• [Record set]:
· · · · ·

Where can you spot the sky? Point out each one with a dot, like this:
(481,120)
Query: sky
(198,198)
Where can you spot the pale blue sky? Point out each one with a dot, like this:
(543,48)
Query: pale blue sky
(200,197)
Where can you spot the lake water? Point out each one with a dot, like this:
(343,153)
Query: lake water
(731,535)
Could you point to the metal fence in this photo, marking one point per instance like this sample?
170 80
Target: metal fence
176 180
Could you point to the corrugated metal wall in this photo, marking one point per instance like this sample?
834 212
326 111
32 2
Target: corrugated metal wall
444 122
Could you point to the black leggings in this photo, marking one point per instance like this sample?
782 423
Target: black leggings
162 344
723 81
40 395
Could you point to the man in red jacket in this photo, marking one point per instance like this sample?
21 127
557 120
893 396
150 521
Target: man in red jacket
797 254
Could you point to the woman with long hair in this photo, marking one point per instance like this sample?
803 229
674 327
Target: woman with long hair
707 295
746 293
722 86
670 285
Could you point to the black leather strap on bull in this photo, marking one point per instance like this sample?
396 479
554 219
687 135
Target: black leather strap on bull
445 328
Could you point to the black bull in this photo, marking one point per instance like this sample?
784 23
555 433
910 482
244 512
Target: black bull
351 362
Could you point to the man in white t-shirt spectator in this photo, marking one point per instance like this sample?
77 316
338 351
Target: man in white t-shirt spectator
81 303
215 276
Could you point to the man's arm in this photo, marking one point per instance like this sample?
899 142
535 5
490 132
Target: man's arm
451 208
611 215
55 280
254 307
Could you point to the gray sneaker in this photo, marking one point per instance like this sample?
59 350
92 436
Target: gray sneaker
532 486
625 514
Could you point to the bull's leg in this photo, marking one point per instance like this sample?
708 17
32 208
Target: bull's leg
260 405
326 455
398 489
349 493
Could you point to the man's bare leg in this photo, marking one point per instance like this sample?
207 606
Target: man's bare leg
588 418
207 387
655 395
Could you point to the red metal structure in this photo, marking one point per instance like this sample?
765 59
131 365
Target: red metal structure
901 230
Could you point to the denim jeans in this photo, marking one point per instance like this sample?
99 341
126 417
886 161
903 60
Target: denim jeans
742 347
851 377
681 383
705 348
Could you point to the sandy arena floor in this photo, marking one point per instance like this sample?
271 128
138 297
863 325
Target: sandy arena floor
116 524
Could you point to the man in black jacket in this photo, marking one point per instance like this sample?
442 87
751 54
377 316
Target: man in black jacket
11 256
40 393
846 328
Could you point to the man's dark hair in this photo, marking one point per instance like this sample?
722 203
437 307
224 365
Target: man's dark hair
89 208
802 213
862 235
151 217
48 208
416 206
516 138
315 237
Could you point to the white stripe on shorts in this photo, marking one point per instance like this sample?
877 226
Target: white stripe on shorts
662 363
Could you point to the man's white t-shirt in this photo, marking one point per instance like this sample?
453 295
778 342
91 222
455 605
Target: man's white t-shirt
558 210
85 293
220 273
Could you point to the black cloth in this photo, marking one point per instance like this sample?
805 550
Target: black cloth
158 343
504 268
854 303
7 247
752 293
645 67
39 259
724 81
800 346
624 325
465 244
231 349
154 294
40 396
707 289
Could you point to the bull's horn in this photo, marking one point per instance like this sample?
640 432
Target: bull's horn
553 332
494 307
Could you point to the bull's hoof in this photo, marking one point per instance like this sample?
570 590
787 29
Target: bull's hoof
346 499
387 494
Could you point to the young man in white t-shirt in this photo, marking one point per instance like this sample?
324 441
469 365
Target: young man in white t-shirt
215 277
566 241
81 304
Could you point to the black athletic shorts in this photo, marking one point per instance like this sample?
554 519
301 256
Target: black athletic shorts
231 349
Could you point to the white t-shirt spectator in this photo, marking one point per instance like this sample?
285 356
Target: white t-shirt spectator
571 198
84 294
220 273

· · · · ·

• [What is required]:
Print the listing above again, keeping every line the same, from the first line to the last.

• [Result for this exercise]:
Where can you spot the sky? Point out each one with a dot, like this:
(481,120)
Query: sky
(198,198)
Where can you spot the pale blue sky? Point out each one with a dot, like this:
(543,48)
Query: pale blue sky
(200,197)
Where can you spot the lake water? Point out each one with a dot, like this:
(343,153)
Query: lake water
(731,535)
Could you point to the metal fence in this photo, marking one point per instance like this sample?
170 80
Target: metal fence
176 180
Could you point to the corrugated metal wall in this photo, marking one point per instance like this sample?
834 212
326 111
32 2
Target: corrugated metal wall
444 122
Could you point to the black leggings in this photo, marking one point per instance like this sample?
782 423
Target: black leggings
162 344
723 81
40 395
Could you point to the man in red jacket in this photo, marking one point per instance like this sample?
21 127
557 120
893 396
150 521
Target: man in red jacket
797 254
Could you point to the woman with long hair in this photo, marking one point per instance like this sample?
803 229
674 327
Target: woman with long hair
707 295
746 293
722 86
670 285
Could you point to the black leather strap on bull in this photo, marking one point per instance like this sample?
396 479
554 219
687 135
Target: black leather strap on bull
445 328
Could you point to the black bull in this photo, marking one point per instance like this sample?
784 23
555 433
910 482
244 512
Target: black bull
351 362
Could you point to the man in white t-shirt spectator in this photo, marking one point per instance like this sample?
77 316
338 351
Target: man in white t-shirt spectator
81 303
215 276
Could you point to the man's arm in this photo, marking one point per instance like this sample?
899 142
535 5
490 132
Target: man's arm
451 208
611 215
55 280
254 307
Could you point to the gray sneaker in this photo, marking one point per instance like this sample?
59 350
92 436
Target: gray sneaker
532 486
625 514
Could you point to the bull's leg in this photo, marking one point per instance like this sample?
708 17
32 208
Target: bull's leg
260 405
326 455
398 489
349 493
Could you point to the man's bare leg in this photo, marking one point per instance like this sample?
207 606
Target: man's bare leg
588 418
207 387
655 395
Could you point to the red metal structure in this photo, marking one point per instance like this sample?
765 59
131 365
Target: red metal structure
901 230
Could you point to the denim jeans in this photo, marking one point per instance like this sample?
99 341
126 417
886 161
903 60
Target: denim jeans
742 347
851 377
681 383
705 348
Could you point to the sandy arena floor in this photo, marking one point per instance like this sample?
271 128
138 297
863 325
Target: sandy arena floor
116 524
Could you point to the man in black jacket in this photo, marking one point per instance like this sample?
442 87
751 54
377 316
Target: man in black jacket
11 256
40 393
846 328
Could you point to the man's dark hair in this photo, marking one point per instance like this sample?
722 203
437 307
224 365
Target: man's dark hair
89 208
802 213
862 235
151 217
48 208
416 206
516 138
315 237
Could you point to the white stripe on shorts in this photo, marking one point per instance like this sample?
877 226
Target: white stripe on shorts
662 363
Could you point to the man's white t-shirt in this photo, marking one point per instance like this sample?
453 295
778 342
91 222
455 605
Target: man's white t-shirt
558 210
85 293
220 273
Could you point to the black cloth in this photo, marking one point per instance like this sample?
805 550
Target: black cloth
158 343
504 268
854 303
7 247
752 293
645 67
39 259
724 81
800 346
624 325
465 244
231 349
154 294
40 396
707 289
Could you point to the bull's horn in this photo, marking one point per instance like this sample?
640 432
Target: bull's horn
553 332
494 307
Could you point to the bull's hoof in this photo, marking one point per instance like this sample?
570 590
787 29
Target: bull's hoof
346 499
387 494
Could you point to the young man in white t-shirt in this photo, marking one point per instance like this sample?
324 441
469 365
Target: young man in white t-shirt
215 277
566 241
81 304
Could you point to the black athletic shorts in this photo, marking one point per instance like this sample?
554 519
301 256
Target: black athletic shorts
231 349
Could you point to the white t-shirt spectator in this photo, marking one point per instance like this sample?
285 356
Target: white t-shirt spectator
571 198
84 294
220 273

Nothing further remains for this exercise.